(Voci di puntamento di oggetti in foto)
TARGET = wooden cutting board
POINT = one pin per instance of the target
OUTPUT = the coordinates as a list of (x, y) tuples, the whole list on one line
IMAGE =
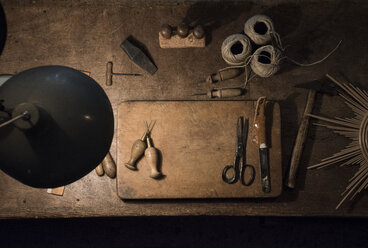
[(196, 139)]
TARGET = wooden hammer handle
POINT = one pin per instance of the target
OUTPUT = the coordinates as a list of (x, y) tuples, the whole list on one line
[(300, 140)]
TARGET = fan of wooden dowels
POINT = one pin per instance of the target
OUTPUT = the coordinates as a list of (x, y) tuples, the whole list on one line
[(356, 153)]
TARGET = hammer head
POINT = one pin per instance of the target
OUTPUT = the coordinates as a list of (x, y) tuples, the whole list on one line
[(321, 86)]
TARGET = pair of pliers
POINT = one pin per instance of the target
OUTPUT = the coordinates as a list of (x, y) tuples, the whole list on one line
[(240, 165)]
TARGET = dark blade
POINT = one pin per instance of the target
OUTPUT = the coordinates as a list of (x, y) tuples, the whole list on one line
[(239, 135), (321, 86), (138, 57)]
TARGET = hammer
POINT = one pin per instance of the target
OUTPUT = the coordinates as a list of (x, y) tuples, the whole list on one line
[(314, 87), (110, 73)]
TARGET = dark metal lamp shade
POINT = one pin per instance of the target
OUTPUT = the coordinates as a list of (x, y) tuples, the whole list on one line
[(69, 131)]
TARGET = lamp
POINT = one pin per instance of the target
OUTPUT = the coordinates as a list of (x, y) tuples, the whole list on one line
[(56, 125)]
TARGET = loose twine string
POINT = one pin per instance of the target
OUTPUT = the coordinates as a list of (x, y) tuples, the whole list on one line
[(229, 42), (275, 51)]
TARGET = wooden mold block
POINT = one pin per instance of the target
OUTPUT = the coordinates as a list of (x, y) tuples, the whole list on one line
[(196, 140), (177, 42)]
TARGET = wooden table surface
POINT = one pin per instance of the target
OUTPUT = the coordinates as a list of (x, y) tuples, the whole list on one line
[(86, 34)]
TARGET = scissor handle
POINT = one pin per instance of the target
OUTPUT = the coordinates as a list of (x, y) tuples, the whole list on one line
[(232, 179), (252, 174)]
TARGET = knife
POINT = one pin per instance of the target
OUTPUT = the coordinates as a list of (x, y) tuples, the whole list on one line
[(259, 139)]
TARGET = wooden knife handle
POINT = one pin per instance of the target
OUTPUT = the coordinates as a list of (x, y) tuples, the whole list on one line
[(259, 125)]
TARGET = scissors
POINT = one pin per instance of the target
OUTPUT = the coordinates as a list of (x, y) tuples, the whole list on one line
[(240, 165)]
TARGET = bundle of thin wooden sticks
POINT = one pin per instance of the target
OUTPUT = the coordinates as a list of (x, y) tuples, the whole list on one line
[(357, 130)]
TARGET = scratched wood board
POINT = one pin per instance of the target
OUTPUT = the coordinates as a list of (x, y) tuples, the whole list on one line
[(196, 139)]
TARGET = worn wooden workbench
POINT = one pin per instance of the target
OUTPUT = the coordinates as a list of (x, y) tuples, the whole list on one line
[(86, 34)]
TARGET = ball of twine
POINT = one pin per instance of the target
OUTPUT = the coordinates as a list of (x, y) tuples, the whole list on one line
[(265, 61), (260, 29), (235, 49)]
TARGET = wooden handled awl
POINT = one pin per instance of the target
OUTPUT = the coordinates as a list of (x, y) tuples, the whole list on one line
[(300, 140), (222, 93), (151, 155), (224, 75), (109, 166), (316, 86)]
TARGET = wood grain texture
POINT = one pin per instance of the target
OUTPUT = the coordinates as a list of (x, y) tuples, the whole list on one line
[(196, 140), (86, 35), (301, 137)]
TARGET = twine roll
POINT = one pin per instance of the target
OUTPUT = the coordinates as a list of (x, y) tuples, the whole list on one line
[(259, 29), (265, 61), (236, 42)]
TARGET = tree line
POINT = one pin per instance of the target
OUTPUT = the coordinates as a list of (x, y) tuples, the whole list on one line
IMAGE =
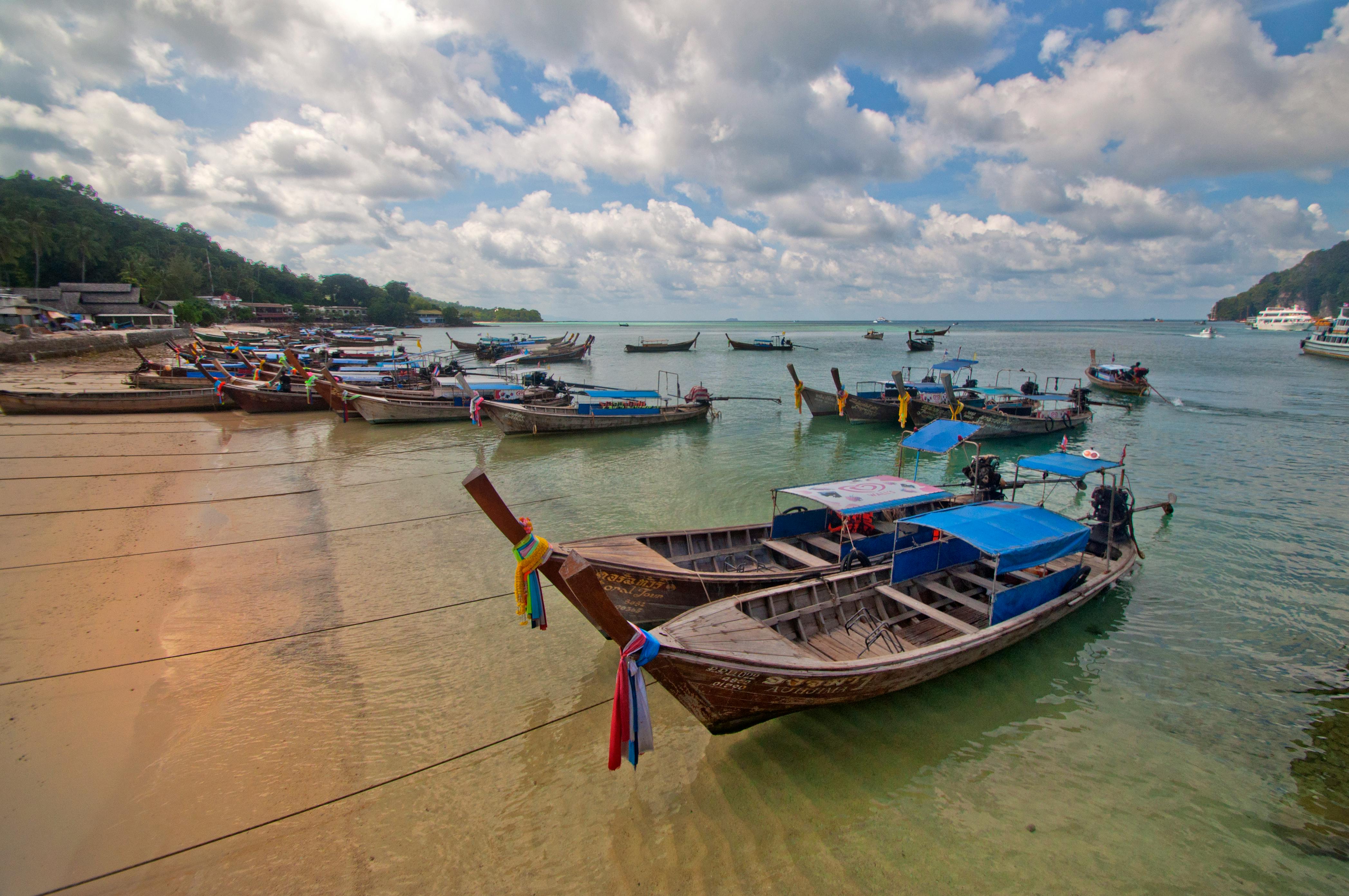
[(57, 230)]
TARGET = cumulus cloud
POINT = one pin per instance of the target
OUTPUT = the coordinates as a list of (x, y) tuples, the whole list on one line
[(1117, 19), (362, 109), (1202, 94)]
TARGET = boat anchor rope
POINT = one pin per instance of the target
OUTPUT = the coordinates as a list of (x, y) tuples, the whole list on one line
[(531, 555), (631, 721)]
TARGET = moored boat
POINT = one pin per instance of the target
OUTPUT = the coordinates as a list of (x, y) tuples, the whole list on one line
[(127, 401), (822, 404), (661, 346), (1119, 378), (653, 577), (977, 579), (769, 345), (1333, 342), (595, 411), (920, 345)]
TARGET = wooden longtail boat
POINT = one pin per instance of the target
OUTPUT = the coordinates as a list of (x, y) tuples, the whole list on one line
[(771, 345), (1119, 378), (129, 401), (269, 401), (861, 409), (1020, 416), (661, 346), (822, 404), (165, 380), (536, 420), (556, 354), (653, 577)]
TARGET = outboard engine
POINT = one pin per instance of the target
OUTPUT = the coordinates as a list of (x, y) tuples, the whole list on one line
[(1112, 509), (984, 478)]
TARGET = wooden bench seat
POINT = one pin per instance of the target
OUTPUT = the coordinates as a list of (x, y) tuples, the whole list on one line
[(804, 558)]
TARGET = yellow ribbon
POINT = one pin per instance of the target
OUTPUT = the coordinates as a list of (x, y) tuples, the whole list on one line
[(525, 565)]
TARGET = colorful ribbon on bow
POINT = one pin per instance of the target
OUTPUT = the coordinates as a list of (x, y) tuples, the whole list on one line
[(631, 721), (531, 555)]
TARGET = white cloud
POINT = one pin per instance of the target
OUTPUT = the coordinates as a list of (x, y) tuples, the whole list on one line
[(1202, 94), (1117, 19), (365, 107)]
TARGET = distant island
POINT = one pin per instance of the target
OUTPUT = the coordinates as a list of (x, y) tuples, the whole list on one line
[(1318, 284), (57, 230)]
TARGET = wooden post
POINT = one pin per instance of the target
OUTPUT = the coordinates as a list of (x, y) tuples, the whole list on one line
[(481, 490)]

* * *

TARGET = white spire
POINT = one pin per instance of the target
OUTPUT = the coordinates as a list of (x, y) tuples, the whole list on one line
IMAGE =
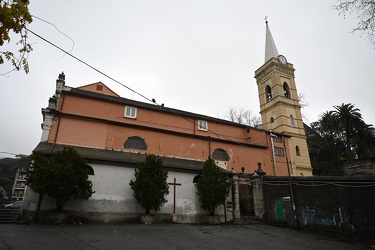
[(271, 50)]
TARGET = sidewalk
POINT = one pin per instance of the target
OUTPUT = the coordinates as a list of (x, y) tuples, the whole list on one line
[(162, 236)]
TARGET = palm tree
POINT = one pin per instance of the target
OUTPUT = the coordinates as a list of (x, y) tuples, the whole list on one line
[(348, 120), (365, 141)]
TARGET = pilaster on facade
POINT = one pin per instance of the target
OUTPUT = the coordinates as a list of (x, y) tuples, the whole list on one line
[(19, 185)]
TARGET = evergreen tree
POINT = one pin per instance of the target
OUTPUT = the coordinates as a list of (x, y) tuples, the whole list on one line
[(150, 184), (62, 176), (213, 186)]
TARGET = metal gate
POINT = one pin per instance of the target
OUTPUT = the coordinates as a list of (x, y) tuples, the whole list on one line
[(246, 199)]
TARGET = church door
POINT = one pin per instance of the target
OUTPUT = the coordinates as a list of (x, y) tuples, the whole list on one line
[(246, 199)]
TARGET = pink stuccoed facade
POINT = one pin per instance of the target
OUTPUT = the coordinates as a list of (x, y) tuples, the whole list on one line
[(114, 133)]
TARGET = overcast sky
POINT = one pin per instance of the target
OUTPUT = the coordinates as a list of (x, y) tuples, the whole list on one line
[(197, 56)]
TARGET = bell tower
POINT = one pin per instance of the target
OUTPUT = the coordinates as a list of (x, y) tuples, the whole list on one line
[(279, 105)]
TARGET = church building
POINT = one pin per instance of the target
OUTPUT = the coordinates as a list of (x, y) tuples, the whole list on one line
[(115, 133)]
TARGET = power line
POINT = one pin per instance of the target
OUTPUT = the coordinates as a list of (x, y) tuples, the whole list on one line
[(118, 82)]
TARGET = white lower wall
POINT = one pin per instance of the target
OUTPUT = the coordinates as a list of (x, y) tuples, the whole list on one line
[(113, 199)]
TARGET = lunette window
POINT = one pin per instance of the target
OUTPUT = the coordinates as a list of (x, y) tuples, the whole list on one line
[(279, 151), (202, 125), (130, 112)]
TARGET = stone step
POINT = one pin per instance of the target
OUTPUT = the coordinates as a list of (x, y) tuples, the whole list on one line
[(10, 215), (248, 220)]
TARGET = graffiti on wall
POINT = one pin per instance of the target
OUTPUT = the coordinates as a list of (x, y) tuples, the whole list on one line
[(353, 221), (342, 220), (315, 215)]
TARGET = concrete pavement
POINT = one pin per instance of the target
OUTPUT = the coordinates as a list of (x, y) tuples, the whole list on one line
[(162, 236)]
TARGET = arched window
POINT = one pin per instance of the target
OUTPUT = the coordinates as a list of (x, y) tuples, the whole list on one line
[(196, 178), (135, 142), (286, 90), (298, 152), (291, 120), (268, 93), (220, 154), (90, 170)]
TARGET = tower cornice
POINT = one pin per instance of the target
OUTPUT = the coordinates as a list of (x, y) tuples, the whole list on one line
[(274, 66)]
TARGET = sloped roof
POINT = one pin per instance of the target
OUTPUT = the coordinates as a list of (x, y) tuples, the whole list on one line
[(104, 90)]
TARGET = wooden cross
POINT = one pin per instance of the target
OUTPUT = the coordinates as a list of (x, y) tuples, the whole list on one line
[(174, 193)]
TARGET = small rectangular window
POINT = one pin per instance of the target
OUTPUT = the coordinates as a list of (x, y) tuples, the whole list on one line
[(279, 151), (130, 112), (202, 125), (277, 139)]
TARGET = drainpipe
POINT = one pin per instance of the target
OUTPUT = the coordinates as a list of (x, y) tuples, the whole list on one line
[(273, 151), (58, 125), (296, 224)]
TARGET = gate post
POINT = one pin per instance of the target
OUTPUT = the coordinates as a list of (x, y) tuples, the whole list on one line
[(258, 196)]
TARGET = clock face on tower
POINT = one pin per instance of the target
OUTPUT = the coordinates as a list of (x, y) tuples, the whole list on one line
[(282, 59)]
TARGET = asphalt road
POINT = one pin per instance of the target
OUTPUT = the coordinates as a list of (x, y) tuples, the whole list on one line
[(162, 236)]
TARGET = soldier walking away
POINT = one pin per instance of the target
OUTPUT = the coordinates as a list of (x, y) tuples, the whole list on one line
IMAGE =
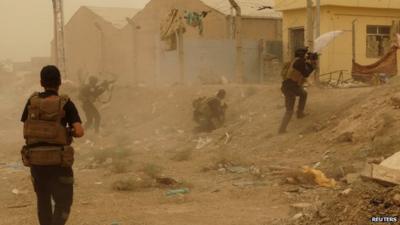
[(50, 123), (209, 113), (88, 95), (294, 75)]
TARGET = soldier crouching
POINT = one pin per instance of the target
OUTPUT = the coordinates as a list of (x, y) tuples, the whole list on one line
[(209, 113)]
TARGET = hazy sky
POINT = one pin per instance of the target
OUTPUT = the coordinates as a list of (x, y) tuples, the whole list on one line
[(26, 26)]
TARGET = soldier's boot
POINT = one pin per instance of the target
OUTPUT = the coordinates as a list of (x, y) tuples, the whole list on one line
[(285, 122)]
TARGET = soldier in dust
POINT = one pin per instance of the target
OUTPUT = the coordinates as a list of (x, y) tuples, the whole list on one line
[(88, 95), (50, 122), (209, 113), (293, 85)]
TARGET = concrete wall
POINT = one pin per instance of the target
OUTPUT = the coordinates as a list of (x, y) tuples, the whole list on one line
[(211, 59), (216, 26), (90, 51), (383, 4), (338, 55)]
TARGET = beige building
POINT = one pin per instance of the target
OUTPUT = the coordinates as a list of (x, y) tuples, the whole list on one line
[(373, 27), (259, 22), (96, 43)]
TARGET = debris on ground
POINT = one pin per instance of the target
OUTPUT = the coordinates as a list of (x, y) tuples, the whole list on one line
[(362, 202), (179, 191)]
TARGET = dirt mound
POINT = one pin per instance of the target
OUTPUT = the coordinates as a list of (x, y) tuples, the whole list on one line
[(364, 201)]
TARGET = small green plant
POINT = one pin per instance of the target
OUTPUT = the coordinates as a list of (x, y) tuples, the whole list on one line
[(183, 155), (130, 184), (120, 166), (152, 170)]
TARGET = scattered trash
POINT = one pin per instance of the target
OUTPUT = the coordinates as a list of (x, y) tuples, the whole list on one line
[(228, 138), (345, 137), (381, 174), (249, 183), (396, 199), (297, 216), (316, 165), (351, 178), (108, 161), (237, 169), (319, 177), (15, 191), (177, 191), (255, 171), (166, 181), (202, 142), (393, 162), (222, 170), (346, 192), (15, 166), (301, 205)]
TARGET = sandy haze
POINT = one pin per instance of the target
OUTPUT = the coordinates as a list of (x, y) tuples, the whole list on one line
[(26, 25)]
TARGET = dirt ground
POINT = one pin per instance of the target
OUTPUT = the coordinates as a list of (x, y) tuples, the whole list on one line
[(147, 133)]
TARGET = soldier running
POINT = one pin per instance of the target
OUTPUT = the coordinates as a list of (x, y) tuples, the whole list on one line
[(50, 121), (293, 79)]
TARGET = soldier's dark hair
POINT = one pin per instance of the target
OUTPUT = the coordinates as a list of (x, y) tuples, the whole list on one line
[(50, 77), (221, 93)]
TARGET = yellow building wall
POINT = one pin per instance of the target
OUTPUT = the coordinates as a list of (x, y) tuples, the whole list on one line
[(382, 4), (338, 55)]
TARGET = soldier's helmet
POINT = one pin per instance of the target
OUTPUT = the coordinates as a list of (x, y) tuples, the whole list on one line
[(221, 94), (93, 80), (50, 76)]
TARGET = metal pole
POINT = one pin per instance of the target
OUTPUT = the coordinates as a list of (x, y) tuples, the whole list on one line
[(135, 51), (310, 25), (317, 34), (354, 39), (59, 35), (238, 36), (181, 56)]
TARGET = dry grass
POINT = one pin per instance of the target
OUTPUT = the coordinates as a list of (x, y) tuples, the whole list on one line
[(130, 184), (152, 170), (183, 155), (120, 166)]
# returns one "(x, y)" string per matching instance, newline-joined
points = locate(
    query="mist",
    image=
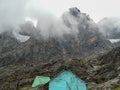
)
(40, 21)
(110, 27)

■ COMPITO ASSEGNATO
Riscrivi come tabella Markdown, con le colonne "N." e "Riga", le righe comprese tra quella che contiene "TARGET = wooden cutting board" e quella che contiene "[(300, 140)]", entrambe incluse. Tralascia le righe vuote e non riportare le immagini.

■ RISPOSTA QUI SOTTO
| N. | Riga |
|---|---|
| 1 | TARGET = wooden cutting board |
| 2 | POINT = one pin per instance of the target |
| 3 | OUTPUT = the coordinates as a list of (x, y) tuples, the whole list on one line |
| 4 | IMAGE = |
| 5 | [(196, 139)] |
| 6 | TARGET = wooden hammer handle |
| 7 | POINT = one pin per instance of the target |
| 8 | OUTPUT = the coordinates as a list of (x, y) tuples, the whole list on one line |
| 9 | [(300, 140)] |